• _Document_:
────────

| Gift to connect
ISU to local schools
By R. Owens
Times staff writer
Even after her death last year, Bette J. Soldwedel
continues to help her beloved Pekin school children.
Soldwedel's commitment to education continued Tuesday
when her father, Richard Soldwedel, presented a $700,000
check to an Illinois State University official, $50,000
of which will go to Pekin Public School District 108.
The gift, presented Tuesday at the Jefferson School
Learning Center in Pekin, comes from an endowment the
educator left to ISU, her former employer. Soldwedel
was best known for helping design President Lyndon Johnson's
Job Corps Initiative.
University officials seek to expand their involvement
with the grade school district by forming a distance
learning project that will benefit teachers in the ISU
Teacher's Education Program, as well as Pekin students
and schools.
The $50,000 gift is earmarked for a high-speed data
link between Tazewell County schools and ISU.
Guy Cahill, District 108's finance and operations director,
described the new technology link as a "data-voice-video
network that would provide educational opportunities
between campuses and classrooms."

────────

[Some records]
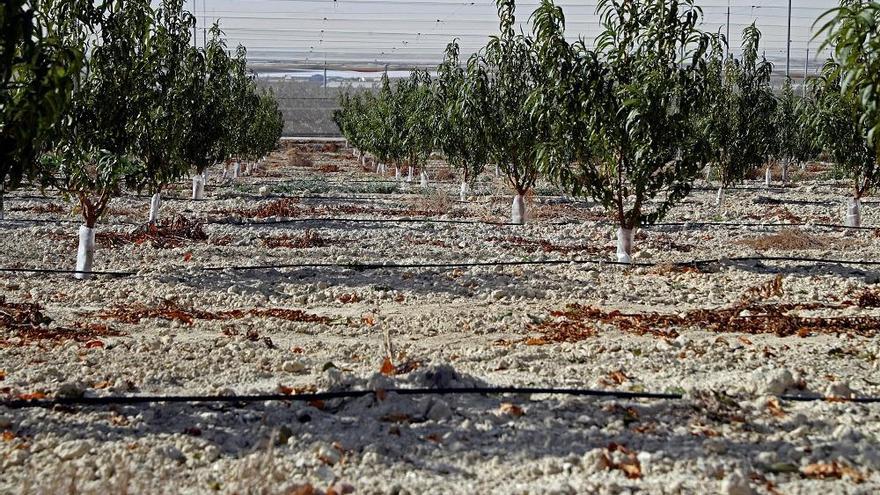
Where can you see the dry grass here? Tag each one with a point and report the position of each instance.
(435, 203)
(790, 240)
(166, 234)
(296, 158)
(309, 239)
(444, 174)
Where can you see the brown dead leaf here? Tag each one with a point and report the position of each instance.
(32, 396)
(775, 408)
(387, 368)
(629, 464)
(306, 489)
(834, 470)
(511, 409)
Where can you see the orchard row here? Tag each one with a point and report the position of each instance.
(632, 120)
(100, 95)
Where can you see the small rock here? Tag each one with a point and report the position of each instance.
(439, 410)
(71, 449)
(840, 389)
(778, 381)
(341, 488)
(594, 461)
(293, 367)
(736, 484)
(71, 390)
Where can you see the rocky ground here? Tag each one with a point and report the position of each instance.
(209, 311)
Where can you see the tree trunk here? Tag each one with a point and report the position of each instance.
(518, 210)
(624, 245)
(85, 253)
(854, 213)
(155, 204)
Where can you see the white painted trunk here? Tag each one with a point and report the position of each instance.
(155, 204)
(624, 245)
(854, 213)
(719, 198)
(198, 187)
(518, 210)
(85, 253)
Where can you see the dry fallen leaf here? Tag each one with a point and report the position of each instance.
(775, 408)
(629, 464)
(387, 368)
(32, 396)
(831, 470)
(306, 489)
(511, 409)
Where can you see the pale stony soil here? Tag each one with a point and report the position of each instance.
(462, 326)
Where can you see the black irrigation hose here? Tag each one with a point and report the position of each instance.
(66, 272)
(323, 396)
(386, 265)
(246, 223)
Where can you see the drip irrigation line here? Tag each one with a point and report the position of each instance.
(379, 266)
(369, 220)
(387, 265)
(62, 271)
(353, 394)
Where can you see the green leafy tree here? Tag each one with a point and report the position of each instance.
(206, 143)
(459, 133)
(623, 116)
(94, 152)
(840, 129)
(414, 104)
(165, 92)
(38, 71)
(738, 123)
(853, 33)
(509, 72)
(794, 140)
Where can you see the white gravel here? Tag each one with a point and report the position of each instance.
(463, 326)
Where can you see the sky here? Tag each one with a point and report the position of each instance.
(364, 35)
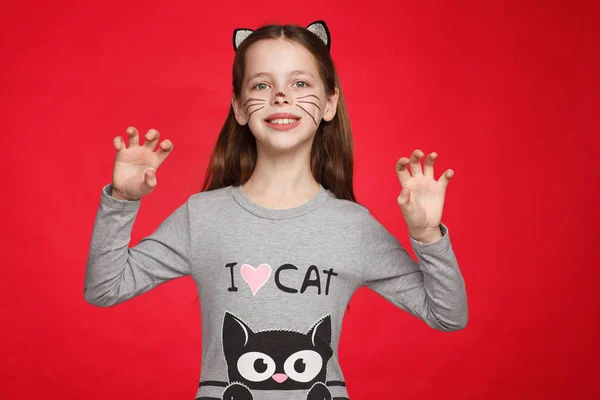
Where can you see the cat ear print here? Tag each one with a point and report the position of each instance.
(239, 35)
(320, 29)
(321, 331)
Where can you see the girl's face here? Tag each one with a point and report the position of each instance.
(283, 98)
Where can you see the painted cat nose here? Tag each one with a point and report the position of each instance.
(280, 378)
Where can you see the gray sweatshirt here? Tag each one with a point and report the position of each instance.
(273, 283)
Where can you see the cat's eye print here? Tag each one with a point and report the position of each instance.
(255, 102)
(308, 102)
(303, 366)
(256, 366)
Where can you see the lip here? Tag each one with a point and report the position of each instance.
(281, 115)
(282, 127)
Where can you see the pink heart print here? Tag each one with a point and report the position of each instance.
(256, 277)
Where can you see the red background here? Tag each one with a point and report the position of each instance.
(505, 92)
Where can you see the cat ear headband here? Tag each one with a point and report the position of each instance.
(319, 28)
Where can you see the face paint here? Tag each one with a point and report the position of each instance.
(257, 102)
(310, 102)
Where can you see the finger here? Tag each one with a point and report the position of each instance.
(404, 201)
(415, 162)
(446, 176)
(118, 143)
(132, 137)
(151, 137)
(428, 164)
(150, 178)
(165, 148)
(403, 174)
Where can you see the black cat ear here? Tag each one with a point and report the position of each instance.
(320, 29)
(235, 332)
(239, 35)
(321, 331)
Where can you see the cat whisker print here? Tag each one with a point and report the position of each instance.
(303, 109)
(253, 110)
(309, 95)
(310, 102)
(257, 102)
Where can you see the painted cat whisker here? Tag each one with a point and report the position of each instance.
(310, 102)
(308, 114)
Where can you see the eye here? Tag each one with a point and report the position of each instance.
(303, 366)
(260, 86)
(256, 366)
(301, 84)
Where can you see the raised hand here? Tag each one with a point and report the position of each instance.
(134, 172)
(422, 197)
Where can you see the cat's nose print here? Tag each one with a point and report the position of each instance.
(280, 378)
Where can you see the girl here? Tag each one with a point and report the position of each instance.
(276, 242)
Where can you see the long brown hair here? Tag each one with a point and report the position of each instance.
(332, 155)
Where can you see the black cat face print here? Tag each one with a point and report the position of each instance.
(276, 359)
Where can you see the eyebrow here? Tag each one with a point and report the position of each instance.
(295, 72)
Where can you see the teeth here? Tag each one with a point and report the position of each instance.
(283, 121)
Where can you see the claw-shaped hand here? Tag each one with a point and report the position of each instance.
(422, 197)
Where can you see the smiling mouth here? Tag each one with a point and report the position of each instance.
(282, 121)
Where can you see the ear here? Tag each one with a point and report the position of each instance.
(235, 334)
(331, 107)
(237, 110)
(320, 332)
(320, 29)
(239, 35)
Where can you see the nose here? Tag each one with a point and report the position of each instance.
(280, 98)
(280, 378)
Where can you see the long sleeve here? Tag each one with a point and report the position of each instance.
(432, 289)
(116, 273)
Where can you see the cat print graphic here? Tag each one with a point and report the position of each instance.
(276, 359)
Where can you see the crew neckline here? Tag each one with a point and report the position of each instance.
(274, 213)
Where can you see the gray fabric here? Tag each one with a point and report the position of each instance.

────────

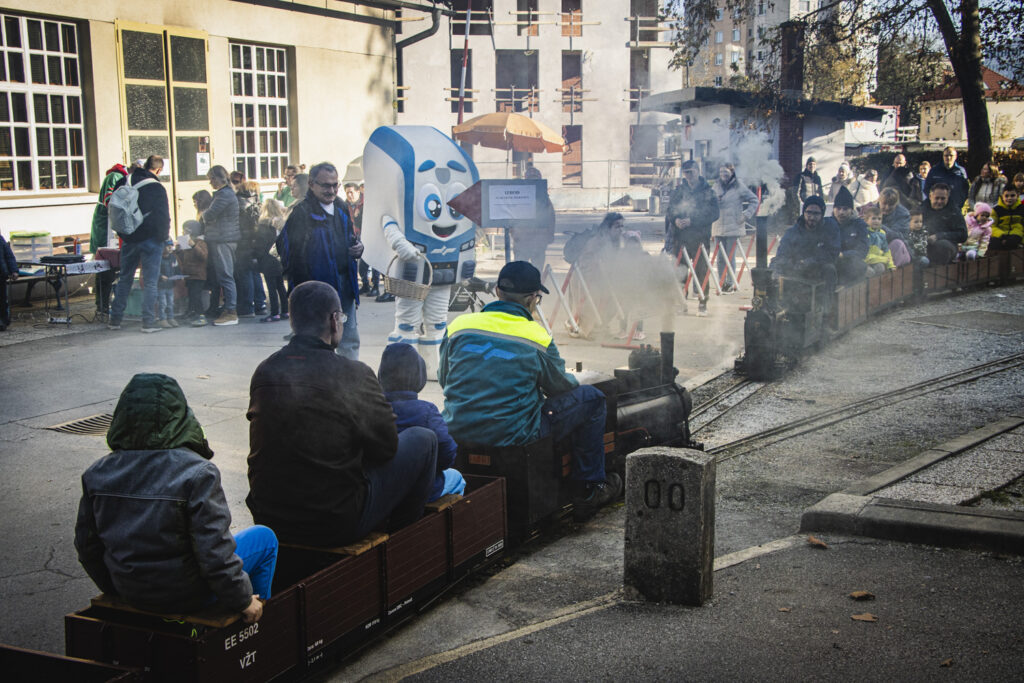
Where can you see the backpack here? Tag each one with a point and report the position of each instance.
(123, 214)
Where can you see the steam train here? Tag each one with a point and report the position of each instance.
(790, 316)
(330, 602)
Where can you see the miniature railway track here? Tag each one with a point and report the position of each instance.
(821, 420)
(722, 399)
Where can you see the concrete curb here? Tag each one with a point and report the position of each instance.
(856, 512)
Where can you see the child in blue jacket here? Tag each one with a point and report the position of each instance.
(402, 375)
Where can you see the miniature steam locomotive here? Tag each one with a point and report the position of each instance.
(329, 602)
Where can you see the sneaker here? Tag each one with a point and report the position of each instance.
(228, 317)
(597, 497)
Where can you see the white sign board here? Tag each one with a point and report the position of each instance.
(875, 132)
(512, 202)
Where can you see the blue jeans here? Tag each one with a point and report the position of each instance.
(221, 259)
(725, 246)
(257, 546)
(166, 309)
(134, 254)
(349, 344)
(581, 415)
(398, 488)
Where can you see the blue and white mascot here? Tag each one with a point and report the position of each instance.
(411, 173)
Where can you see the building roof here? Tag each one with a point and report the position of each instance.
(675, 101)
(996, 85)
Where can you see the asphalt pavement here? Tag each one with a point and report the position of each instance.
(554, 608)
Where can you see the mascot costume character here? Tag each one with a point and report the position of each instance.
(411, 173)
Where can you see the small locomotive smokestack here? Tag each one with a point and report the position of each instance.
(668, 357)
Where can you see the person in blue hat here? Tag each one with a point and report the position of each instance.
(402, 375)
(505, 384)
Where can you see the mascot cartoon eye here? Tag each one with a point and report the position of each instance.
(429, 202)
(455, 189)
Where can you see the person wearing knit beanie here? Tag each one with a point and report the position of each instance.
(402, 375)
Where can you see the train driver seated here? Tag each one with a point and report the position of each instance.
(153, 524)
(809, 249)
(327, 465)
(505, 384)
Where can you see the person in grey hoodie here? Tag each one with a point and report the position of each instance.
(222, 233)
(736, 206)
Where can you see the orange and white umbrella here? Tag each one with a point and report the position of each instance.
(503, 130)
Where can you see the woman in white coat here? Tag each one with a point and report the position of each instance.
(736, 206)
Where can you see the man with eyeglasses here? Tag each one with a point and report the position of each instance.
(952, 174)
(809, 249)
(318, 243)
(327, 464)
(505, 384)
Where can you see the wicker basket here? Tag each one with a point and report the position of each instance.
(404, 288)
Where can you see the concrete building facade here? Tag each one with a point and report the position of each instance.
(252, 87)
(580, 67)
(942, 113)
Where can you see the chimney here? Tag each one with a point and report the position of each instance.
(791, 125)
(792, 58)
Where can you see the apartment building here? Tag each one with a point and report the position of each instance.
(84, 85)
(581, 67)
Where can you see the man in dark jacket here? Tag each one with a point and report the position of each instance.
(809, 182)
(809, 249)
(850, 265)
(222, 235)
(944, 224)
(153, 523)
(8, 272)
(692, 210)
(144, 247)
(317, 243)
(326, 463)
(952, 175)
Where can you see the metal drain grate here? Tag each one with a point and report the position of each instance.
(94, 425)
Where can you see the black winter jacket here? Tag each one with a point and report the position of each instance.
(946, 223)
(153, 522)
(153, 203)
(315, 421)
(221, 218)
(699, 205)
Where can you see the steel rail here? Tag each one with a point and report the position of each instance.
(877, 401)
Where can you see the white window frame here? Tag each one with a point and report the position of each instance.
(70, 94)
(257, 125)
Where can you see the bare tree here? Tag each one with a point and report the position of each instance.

────────

• _Your tasks_:
1 > Using the news article about the gift to Illinois State University, decide whether each statement agrees with it: (a) Richard Soldwedel presented a $700,000 check. (b) The full $700,000 goes to Pekin Public School District 108. (c) The gift was presented at the Jefferson School Learning Center. Answer yes or no for each and quote the words from the article that decide it.
2 > Gather every line of the records that contains the word "tree".
The records are not connected to the article in any way.

• _Results of the tasks_:
1 >
(a) Yes: "her father, Richard Soldwedel, presented a $700,000 check to an Illinois State University official"
(b) No: "$50,000 of which will go to Pekin Public School District 108"
(c) Yes: "presented Tuesday at the Jefferson School Learning Center in Pekin"

2 >
Where can you see the tree trunk here? Tag each one with a point and report the position of each instance.
Where can you see the green leafy tree here? Tag each one with a point and report the position of each instance.
Where can you see the bare tree here? Tag each one with a point and report the position of each instance.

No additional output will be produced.